**Request**.
Copy all of the lines below, requests included. Raise every point coordinate in the answers by 44 and leave the rest of the text unchanged.

**Data to process**.
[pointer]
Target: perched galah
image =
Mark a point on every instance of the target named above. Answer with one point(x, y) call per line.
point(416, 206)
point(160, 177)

**Exercise answer**.
[pointer]
Target: perched galah
image =
Mark a point on every instance of the target named above. Answer with one point(x, y) call per line.
point(460, 250)
point(204, 221)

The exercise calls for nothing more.